*Instructions for the task*.
Reproduce all of the data below word for word, leaving out the pictures.
>> start Data to process
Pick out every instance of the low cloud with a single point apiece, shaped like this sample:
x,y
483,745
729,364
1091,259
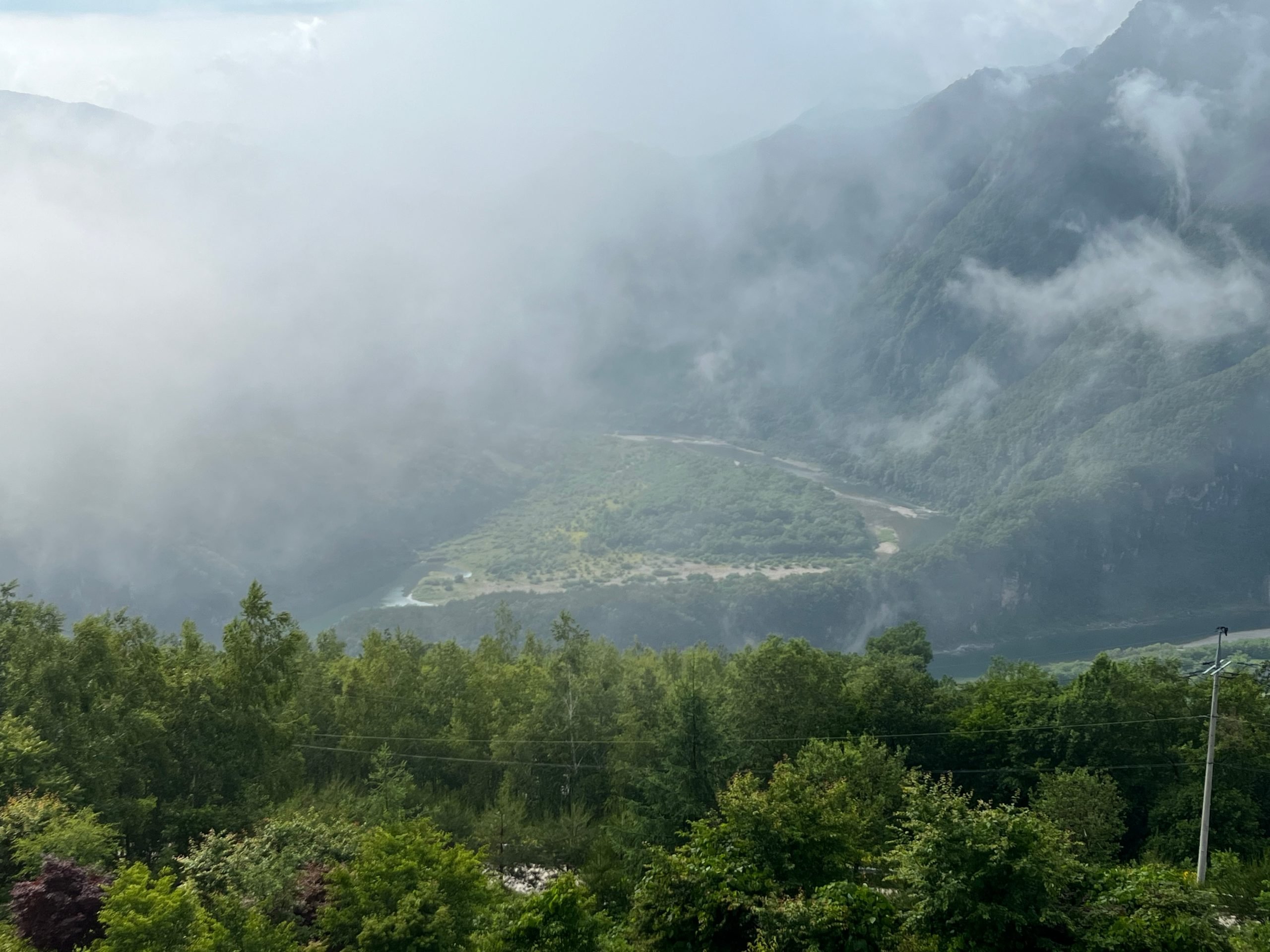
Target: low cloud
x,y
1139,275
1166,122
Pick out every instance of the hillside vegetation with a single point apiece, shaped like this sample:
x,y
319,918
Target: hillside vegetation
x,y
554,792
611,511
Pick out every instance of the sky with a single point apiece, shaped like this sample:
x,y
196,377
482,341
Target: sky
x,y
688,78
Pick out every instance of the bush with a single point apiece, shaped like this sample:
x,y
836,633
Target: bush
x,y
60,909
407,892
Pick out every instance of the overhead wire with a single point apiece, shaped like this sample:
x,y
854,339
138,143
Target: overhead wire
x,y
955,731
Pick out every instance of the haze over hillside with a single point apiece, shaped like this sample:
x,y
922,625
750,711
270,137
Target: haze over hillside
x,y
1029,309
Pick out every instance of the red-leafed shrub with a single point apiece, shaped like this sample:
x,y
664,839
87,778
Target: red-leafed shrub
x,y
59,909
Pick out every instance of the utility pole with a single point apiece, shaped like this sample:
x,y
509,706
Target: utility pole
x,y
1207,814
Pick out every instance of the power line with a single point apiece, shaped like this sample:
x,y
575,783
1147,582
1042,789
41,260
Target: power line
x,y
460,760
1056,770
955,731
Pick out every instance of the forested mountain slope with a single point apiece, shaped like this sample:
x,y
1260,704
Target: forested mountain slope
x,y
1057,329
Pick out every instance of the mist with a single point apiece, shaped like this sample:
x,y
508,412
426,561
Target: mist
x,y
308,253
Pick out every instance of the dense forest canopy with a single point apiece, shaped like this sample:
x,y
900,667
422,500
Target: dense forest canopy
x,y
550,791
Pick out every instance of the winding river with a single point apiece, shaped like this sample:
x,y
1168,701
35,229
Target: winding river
>> end Data to process
*Exercise answer*.
Pick out every instance of the low cloud with a single point apiece, shaped like this sample:
x,y
483,745
729,364
1091,259
Target: low cloud
x,y
1139,275
1166,122
Pick out every instance of the hillside vegetation with a single point apiece, shaped like this sample:
x,y
319,918
Target: hillside vegetation
x,y
554,792
611,511
Pick out every instance of the sky with a single point apiece, shaped like this sample:
x,y
196,377
482,341
Target: sky
x,y
688,78
Pick out every instance of the bush with a single point apiece, shaped like this sample:
x,y
836,633
Target: bush
x,y
60,909
407,892
Pick out every instance of the overhead wire with a single point apiece, shaped like this sample:
x,y
854,339
138,143
Target: overhead wire
x,y
955,731
Pick out every instance of the haze over hillside with a single point apiece, shaped like this sample:
x,y
922,625
750,711
270,137
Target: haze over hillside
x,y
1029,309
Pick out every instance of the red-leafed shrub with a single point apiece, shaped like this sample:
x,y
664,839
87,778
Target: red-leafed shrub
x,y
59,909
Pick out every instance of the utility pole with a single point apiece, shaped like this sample:
x,y
509,706
Target: utility pole
x,y
1207,814
Pick out every instance of the power line with a single point apiece, shaped like this sample:
x,y
575,783
1147,582
1042,789
41,260
Target: power line
x,y
460,760
1056,770
955,731
Pick out every instance of the forested mountain slope with a single point apiece, shaped like this sample:
x,y
1260,704
Target: forested mountain slope
x,y
1057,329
Pick out every instance of the mist with a single point apiece, shaped like this sample:
x,y
508,412
426,561
Target: mist
x,y
308,253
Pick out every instance of the dense forest canopy with a single point apiece, shaped like this sample:
x,y
900,667
422,500
Target: dense forest canopy
x,y
550,791
Pick out every instance of the winding river with a single point apiece, shaped like this sample:
x,y
1168,701
35,229
Target: winding river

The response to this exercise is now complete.